Problem to work on:
Write out all of the data without omission, exactly as shown.

(Data under study begins)

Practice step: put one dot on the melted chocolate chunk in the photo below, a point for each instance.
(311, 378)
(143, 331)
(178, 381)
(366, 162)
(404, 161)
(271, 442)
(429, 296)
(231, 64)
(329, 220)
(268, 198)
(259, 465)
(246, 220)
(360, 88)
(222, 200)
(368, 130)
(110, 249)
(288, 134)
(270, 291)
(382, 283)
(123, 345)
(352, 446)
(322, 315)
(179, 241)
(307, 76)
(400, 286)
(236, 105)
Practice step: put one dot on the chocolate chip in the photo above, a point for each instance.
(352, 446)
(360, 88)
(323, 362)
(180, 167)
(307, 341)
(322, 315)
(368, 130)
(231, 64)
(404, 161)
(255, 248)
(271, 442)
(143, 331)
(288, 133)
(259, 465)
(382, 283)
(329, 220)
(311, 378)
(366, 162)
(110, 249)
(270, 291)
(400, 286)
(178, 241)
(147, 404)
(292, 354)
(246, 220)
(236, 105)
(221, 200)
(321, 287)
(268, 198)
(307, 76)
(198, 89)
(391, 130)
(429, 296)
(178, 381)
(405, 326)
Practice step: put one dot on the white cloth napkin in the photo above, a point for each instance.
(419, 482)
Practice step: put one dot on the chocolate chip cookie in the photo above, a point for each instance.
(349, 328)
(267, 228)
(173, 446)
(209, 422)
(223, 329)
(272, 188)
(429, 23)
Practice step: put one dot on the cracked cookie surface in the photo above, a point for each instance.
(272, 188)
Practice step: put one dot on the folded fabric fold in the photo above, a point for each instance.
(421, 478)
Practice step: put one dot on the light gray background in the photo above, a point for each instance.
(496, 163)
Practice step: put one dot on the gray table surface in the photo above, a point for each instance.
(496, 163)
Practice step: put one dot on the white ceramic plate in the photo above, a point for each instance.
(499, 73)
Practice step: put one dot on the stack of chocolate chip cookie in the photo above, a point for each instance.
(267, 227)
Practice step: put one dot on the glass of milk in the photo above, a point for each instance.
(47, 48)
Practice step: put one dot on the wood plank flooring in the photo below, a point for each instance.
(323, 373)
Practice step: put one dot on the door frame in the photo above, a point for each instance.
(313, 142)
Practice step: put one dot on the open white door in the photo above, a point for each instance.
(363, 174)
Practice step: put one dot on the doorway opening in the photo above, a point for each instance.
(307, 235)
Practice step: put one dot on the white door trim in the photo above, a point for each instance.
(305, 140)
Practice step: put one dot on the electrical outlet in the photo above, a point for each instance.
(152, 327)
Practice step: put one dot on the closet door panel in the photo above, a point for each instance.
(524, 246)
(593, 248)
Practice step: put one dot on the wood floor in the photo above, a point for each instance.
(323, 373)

(Data under study ends)

Response below:
Practice step: put one dot on the melted chocolate chunk in the photo below, a point for each instance.
(311, 378)
(143, 331)
(178, 381)
(366, 162)
(404, 161)
(271, 442)
(429, 296)
(231, 64)
(329, 220)
(268, 198)
(259, 465)
(246, 220)
(360, 88)
(222, 200)
(368, 130)
(110, 249)
(288, 134)
(270, 291)
(382, 283)
(123, 345)
(352, 446)
(322, 315)
(179, 241)
(307, 76)
(400, 286)
(236, 105)
Practice step: put one dot on the chocolate chip in the photo above, a point for each instance.
(352, 446)
(360, 88)
(323, 362)
(180, 167)
(307, 341)
(322, 315)
(368, 130)
(231, 64)
(404, 161)
(255, 248)
(271, 442)
(143, 331)
(288, 133)
(259, 465)
(382, 283)
(329, 220)
(311, 378)
(366, 162)
(110, 249)
(270, 291)
(400, 286)
(178, 241)
(147, 404)
(292, 354)
(246, 220)
(236, 105)
(221, 200)
(321, 287)
(268, 198)
(307, 76)
(198, 89)
(391, 130)
(429, 296)
(178, 381)
(405, 326)
Practice step: put one dot on the white cloth napkin in the photo above, a point for each instance.
(419, 482)
Practice step: put one dot on the chocolate chip cookie in the photo above, a point for each instance.
(349, 328)
(267, 228)
(173, 446)
(209, 422)
(223, 329)
(272, 188)
(429, 23)
Practice step: put one dot on the cracked cookie surface in the photo above, a point for each instance.
(272, 188)
Practice step: put one dot on the folded fabric fold in the photo above, a point for each instance.
(421, 478)
Practice step: put one dot on the light gray background in the photo above, a point for each instance.
(496, 163)
Practice step: put one dot on the gray table surface in the photo above, a point for each instance.
(496, 163)
Practice step: put one dot on the white ceramic plate in the photo above, a point for each instance.
(499, 73)
Practice step: put one dot on the stack of chocolate chip cookie in the photo above, a point for each instance.
(267, 227)
Practice step: put one dot on the glass of milk in the photo above, a point for each instance.
(47, 48)
Practice step: put one dot on the wood plank flooring in the photo below, a point for each instance.
(323, 373)
Practice step: put one dot on the door frame in the photo above, a point for each instance.
(313, 142)
Practice step: put one dot on the open white door in the photo above, a point for each instance.
(363, 174)
Practice step: put one dot on the doorway opening in the photo above, a point for each instance.
(307, 235)
Practice step: put one dot on the white door trim in the photo above, a point for each instance.
(305, 140)
Practice step: put one dot on the electrical outlet in the photo above, a point for each instance.
(152, 327)
Practice step: put one dot on the closet door panel in the photo above, a point for each instance.
(524, 246)
(593, 248)
Practice step: put one dot on the wood floor in the photo above, a point for each instance.
(323, 373)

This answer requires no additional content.